▶ **Task to carry out**: Please list every line of the entries below that contains the word "bouquet", matching case exactly.

(Entries for pointing at labeled objects)
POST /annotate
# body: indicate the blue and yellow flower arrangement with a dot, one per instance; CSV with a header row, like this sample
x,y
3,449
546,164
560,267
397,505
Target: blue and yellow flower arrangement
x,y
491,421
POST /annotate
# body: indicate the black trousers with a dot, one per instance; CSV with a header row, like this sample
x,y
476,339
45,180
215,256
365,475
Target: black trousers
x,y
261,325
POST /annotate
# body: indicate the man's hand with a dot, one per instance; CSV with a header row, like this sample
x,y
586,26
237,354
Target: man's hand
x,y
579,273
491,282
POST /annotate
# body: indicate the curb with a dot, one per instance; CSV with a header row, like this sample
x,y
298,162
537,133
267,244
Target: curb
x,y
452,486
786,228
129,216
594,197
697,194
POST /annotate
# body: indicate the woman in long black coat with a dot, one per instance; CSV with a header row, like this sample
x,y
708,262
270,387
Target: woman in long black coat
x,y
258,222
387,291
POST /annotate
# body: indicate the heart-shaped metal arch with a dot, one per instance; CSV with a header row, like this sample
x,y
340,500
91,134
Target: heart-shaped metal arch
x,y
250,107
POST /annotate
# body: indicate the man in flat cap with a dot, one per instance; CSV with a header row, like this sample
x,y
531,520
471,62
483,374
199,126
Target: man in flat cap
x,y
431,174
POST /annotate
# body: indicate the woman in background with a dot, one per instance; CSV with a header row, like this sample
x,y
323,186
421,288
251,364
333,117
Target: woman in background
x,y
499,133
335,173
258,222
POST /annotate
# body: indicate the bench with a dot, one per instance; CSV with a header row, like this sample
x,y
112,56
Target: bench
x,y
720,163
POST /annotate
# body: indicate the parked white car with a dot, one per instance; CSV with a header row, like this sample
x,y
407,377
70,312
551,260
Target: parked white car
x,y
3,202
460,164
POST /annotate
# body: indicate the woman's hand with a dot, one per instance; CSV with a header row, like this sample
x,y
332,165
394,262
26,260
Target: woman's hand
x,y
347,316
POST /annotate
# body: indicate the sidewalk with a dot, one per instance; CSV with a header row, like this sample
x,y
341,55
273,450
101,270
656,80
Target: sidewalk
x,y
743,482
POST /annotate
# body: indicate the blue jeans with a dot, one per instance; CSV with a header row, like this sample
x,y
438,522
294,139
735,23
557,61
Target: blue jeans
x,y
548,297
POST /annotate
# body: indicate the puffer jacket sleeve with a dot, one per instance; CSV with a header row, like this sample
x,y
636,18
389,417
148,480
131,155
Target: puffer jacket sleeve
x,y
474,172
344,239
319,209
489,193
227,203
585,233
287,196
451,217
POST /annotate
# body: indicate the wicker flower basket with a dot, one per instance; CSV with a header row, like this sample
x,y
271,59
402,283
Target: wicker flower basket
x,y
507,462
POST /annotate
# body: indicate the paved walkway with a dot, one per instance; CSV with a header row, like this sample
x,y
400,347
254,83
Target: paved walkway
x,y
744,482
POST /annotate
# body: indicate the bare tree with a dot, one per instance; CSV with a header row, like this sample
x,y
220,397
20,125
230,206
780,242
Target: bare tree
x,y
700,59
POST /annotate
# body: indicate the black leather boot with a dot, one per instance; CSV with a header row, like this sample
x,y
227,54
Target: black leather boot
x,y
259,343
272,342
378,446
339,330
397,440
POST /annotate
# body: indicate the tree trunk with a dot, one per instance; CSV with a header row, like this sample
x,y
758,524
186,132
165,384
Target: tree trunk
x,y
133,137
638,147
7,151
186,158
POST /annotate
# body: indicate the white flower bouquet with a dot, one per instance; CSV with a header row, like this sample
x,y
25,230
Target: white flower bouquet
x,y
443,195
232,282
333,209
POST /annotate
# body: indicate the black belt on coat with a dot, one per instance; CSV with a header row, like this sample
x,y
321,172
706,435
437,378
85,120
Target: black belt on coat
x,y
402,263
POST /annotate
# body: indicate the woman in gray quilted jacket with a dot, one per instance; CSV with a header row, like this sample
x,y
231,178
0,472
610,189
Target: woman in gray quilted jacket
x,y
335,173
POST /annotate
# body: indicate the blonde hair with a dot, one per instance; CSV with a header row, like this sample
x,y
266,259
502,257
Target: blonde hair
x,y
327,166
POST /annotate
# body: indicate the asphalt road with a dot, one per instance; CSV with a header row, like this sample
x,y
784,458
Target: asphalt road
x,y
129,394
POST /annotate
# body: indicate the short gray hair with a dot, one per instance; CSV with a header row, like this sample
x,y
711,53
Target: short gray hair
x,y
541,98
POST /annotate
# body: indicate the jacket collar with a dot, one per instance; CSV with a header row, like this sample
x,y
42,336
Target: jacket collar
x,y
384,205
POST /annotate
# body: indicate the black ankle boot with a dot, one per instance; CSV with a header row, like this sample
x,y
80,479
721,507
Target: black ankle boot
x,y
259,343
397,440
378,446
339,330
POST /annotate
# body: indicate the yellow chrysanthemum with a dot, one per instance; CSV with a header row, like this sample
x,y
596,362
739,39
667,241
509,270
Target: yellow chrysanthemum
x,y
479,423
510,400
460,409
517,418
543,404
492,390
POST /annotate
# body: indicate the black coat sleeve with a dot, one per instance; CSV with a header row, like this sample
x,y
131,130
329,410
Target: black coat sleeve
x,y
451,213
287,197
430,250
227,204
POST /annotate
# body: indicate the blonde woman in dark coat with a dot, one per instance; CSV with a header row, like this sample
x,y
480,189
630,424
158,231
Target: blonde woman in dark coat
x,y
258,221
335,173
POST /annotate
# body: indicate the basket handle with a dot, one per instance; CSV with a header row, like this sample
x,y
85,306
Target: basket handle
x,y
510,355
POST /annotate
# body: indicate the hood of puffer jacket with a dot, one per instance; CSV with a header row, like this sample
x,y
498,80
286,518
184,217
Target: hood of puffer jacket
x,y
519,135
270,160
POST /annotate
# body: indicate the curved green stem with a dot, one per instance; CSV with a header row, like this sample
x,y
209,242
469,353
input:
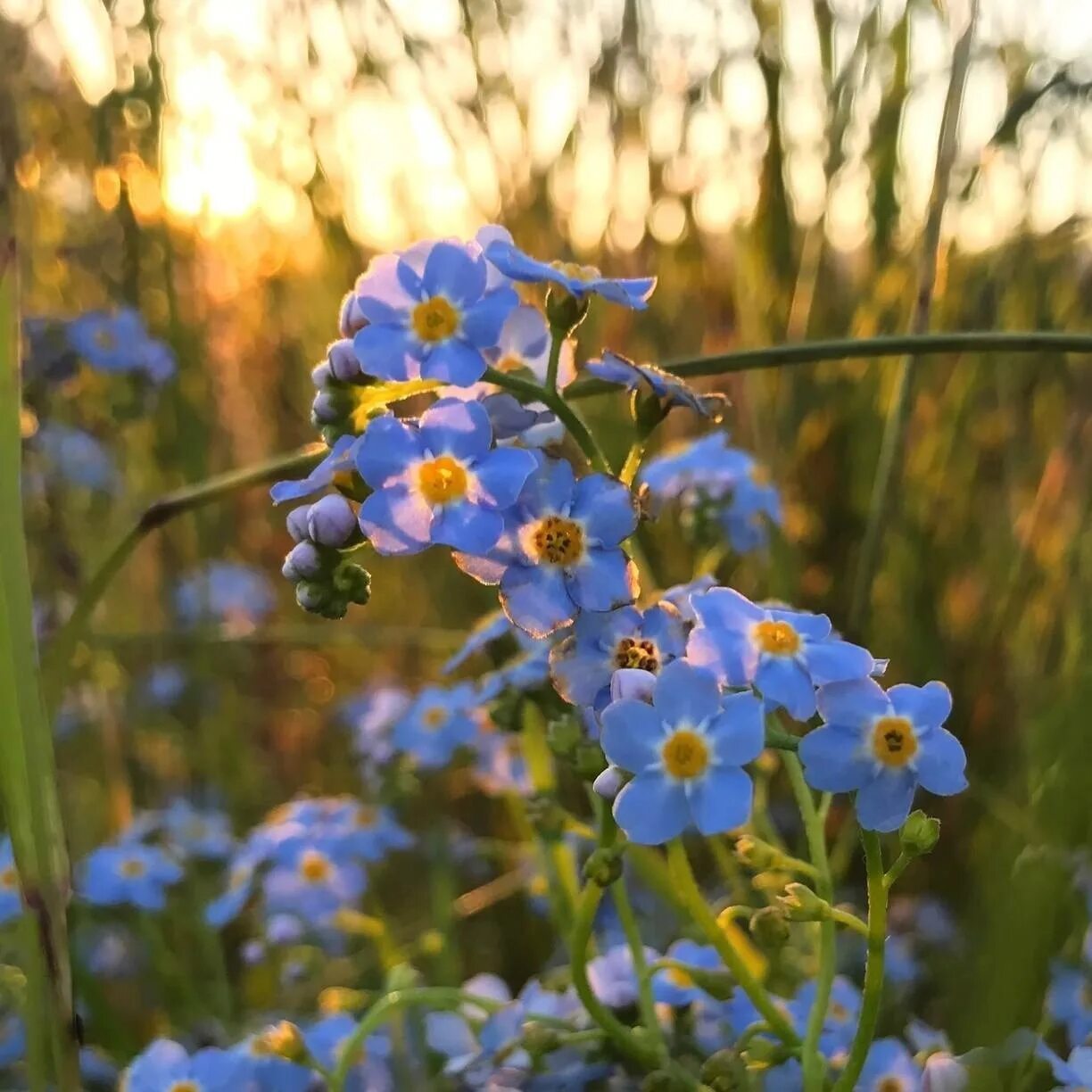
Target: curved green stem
x,y
688,889
814,1063
873,969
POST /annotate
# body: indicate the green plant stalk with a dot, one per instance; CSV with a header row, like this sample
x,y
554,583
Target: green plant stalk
x,y
813,1062
873,993
687,887
898,420
28,770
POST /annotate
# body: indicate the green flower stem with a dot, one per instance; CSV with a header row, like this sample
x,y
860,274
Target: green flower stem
x,y
898,419
687,886
59,654
391,1005
873,969
814,1063
645,1000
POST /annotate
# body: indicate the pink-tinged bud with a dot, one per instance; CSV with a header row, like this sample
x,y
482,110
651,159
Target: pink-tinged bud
x,y
944,1073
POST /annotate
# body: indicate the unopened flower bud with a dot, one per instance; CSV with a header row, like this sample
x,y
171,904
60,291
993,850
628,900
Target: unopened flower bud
x,y
297,523
770,927
920,834
305,560
332,521
800,903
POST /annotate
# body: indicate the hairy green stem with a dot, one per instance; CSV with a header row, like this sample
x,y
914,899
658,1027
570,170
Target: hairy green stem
x,y
898,420
873,994
687,887
813,1061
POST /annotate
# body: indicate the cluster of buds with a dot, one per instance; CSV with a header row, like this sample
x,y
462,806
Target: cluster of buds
x,y
320,565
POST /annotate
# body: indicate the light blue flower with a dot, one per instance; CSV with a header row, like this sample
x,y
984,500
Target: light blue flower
x,y
602,643
341,459
674,986
882,746
686,752
128,873
430,313
785,654
440,482
561,551
576,279
889,1068
437,724
614,368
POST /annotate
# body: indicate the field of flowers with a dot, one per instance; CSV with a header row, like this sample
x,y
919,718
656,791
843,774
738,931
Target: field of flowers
x,y
652,661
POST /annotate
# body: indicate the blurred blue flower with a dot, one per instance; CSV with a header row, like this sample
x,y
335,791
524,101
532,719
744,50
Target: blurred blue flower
x,y
882,746
225,592
674,986
784,653
561,551
686,751
430,313
576,279
128,873
614,368
602,643
437,723
438,482
889,1068
341,459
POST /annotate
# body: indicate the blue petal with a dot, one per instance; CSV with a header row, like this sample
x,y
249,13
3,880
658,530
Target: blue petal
x,y
686,695
832,762
633,734
467,526
396,521
927,706
837,662
484,320
450,271
940,762
853,705
453,361
606,509
721,800
384,351
739,734
783,682
501,474
388,448
604,580
535,599
457,428
652,809
885,802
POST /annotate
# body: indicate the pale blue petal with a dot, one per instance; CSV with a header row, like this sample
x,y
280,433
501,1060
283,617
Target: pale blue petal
x,y
783,682
633,735
721,800
652,809
686,695
535,599
940,762
457,428
604,580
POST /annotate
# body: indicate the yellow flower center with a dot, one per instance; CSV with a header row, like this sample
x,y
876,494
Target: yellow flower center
x,y
557,541
434,320
442,481
893,740
315,867
776,638
685,755
633,653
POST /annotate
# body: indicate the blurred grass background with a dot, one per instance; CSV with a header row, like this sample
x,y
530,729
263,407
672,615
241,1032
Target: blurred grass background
x,y
228,170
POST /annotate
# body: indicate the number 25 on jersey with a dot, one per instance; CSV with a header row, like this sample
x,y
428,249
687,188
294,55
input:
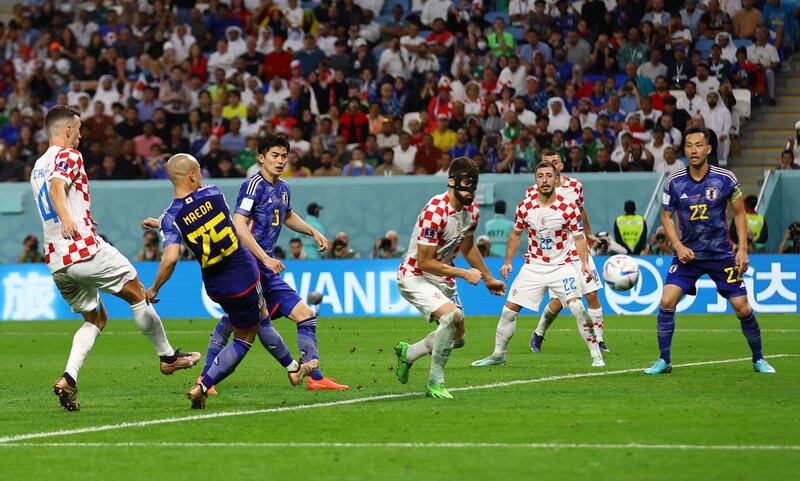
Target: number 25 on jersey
x,y
213,240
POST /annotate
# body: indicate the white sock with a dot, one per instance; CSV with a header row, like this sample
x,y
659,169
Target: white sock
x,y
585,328
420,348
150,324
597,319
442,345
82,344
505,331
545,321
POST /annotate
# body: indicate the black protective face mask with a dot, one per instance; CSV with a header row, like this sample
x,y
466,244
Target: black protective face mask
x,y
464,184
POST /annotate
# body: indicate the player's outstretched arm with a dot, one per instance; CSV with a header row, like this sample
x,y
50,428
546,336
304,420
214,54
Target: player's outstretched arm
x,y
243,231
475,259
426,255
684,253
297,224
512,246
583,254
740,219
58,196
169,258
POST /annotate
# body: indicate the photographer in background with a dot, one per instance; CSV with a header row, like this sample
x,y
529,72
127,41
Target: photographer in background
x,y
30,250
659,245
606,246
791,240
151,247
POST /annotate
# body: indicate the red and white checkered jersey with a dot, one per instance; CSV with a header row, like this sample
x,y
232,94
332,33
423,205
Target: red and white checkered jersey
x,y
65,164
441,226
550,229
570,189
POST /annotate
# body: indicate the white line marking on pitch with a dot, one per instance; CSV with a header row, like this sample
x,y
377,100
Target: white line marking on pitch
x,y
344,402
692,447
424,328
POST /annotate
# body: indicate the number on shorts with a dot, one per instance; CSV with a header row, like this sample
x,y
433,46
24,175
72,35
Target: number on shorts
x,y
213,240
733,275
45,205
456,300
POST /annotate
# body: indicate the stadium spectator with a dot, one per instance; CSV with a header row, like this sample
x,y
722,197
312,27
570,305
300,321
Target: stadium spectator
x,y
659,245
765,56
756,224
630,230
30,250
787,161
790,244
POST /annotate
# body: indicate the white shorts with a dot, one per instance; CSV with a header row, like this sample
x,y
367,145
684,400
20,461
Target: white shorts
x,y
534,280
592,286
427,295
108,271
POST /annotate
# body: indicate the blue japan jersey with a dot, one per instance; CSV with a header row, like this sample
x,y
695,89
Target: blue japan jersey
x,y
700,207
202,222
267,206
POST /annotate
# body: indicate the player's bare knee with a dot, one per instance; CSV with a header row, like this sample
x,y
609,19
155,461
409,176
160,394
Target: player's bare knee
x,y
593,300
301,312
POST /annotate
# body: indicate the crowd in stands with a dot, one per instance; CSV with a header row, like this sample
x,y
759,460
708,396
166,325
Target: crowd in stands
x,y
370,87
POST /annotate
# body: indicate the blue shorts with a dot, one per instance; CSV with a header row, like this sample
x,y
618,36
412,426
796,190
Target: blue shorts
x,y
246,310
723,272
280,297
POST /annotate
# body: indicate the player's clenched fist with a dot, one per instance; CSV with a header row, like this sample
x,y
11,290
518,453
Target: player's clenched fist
x,y
473,276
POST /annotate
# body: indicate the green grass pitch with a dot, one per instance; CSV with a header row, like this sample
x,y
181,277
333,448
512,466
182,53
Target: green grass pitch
x,y
711,421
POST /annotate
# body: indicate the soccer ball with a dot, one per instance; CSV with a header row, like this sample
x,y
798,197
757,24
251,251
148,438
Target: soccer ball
x,y
621,272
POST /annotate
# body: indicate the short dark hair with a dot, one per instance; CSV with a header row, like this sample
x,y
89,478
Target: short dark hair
x,y
549,153
751,201
269,141
545,165
696,129
463,166
59,113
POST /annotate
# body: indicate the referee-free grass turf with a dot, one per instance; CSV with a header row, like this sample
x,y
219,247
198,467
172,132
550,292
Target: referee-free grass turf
x,y
707,417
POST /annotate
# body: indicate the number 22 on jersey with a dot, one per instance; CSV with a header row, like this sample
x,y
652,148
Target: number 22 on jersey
x,y
212,239
699,212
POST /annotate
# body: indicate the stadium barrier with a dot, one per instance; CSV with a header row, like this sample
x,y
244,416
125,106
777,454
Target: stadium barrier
x,y
368,288
364,207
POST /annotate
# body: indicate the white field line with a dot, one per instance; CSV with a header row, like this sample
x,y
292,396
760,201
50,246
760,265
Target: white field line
x,y
458,445
409,329
383,397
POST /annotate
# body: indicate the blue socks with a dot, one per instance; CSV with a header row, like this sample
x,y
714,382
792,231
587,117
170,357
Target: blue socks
x,y
307,343
273,341
219,338
665,325
225,362
752,333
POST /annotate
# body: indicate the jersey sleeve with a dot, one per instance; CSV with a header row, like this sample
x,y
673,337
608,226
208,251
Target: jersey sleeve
x,y
735,191
431,225
68,165
519,216
669,202
247,198
476,217
170,233
574,220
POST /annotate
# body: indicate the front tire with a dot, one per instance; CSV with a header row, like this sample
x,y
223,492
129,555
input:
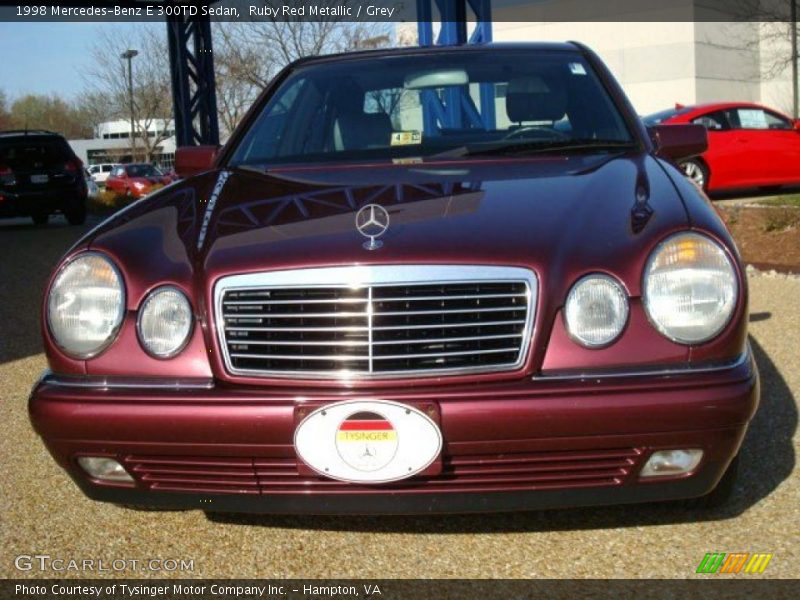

▶ **Output below**:
# body: indicate the white flower bouquet with a dot, one per instance; CSV with a header row, like this sample
Target: white flower bouquet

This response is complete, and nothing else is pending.